ASSIGNMENT: All of the records below should be output exactly.

### SOURCE DATA

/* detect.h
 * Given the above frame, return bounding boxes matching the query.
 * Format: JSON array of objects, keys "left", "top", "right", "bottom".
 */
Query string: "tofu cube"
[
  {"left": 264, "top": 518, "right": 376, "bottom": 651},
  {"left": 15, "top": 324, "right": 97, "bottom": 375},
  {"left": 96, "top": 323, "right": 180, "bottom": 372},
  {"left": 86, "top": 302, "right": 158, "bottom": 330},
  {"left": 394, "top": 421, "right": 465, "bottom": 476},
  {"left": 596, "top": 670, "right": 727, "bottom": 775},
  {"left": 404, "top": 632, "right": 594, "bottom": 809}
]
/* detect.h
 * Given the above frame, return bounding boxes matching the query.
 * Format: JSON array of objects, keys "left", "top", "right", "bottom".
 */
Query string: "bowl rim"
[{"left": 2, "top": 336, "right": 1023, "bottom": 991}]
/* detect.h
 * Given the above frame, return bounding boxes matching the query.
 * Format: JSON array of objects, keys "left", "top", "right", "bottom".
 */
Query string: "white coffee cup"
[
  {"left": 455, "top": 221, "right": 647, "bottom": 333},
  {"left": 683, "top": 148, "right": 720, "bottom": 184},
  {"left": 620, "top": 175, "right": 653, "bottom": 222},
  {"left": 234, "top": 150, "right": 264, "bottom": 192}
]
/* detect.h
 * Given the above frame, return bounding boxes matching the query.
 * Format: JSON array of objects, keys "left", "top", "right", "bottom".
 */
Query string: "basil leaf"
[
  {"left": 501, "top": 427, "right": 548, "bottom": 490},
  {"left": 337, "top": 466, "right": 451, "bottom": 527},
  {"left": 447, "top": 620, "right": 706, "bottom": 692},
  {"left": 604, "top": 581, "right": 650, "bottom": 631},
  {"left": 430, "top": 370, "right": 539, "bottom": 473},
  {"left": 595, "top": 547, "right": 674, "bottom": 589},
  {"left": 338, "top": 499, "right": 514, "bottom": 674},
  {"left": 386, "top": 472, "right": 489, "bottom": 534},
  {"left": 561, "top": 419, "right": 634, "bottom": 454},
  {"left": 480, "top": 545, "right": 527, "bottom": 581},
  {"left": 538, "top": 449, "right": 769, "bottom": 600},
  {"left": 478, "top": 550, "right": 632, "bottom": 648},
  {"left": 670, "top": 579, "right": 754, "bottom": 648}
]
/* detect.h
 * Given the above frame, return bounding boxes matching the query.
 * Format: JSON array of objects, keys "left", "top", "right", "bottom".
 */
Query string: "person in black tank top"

######

YOUR SOLUTION:
/* detect.h
 * Given the above frame, return bounding boxes matching the query.
 * Format: JSON array of objects, keys "left", "top", "right", "bottom".
 */
Query string: "tofu cube"
[
  {"left": 264, "top": 518, "right": 376, "bottom": 651},
  {"left": 15, "top": 324, "right": 97, "bottom": 375},
  {"left": 96, "top": 323, "right": 180, "bottom": 372},
  {"left": 86, "top": 302, "right": 158, "bottom": 330},
  {"left": 394, "top": 421, "right": 465, "bottom": 476},
  {"left": 596, "top": 670, "right": 727, "bottom": 775},
  {"left": 404, "top": 632, "right": 594, "bottom": 809}
]
/* detect.h
 * Given the above frame, return bounding boxes matching the query.
 * Format: JSON array of objects, keys "left", "top", "right", "bottom".
 */
Query string: "bowl rim"
[{"left": 2, "top": 336, "right": 1023, "bottom": 991}]
/* detect.h
 * Given the above frame, return bounding boxes matching the query.
 * Format: JSON array of objects, keys "left", "top", "right", "bottom".
 */
Query string: "white coffee cup"
[
  {"left": 455, "top": 221, "right": 647, "bottom": 333},
  {"left": 683, "top": 148, "right": 720, "bottom": 184},
  {"left": 620, "top": 175, "right": 653, "bottom": 222},
  {"left": 234, "top": 150, "right": 264, "bottom": 192}
]
/* detect.h
 * Given the above frame, return bounding boxes matching the query.
 * Format: JSON array of objects, keys "left", "top", "right", "bottom".
 */
Query string: "basil leaf"
[
  {"left": 501, "top": 427, "right": 548, "bottom": 490},
  {"left": 337, "top": 466, "right": 451, "bottom": 527},
  {"left": 447, "top": 620, "right": 706, "bottom": 692},
  {"left": 604, "top": 581, "right": 650, "bottom": 631},
  {"left": 430, "top": 370, "right": 539, "bottom": 473},
  {"left": 595, "top": 547, "right": 674, "bottom": 589},
  {"left": 338, "top": 499, "right": 514, "bottom": 674},
  {"left": 386, "top": 472, "right": 489, "bottom": 534},
  {"left": 561, "top": 419, "right": 634, "bottom": 454},
  {"left": 480, "top": 545, "right": 527, "bottom": 581},
  {"left": 538, "top": 449, "right": 769, "bottom": 600},
  {"left": 478, "top": 550, "right": 632, "bottom": 648},
  {"left": 670, "top": 579, "right": 754, "bottom": 648}
]
/* detect.h
 * Given the above frame, return bounding boxes matching the query.
 * Format: JSON array of objects, keys "left", "top", "right", "bottom".
 */
Query string: "person in black tank top"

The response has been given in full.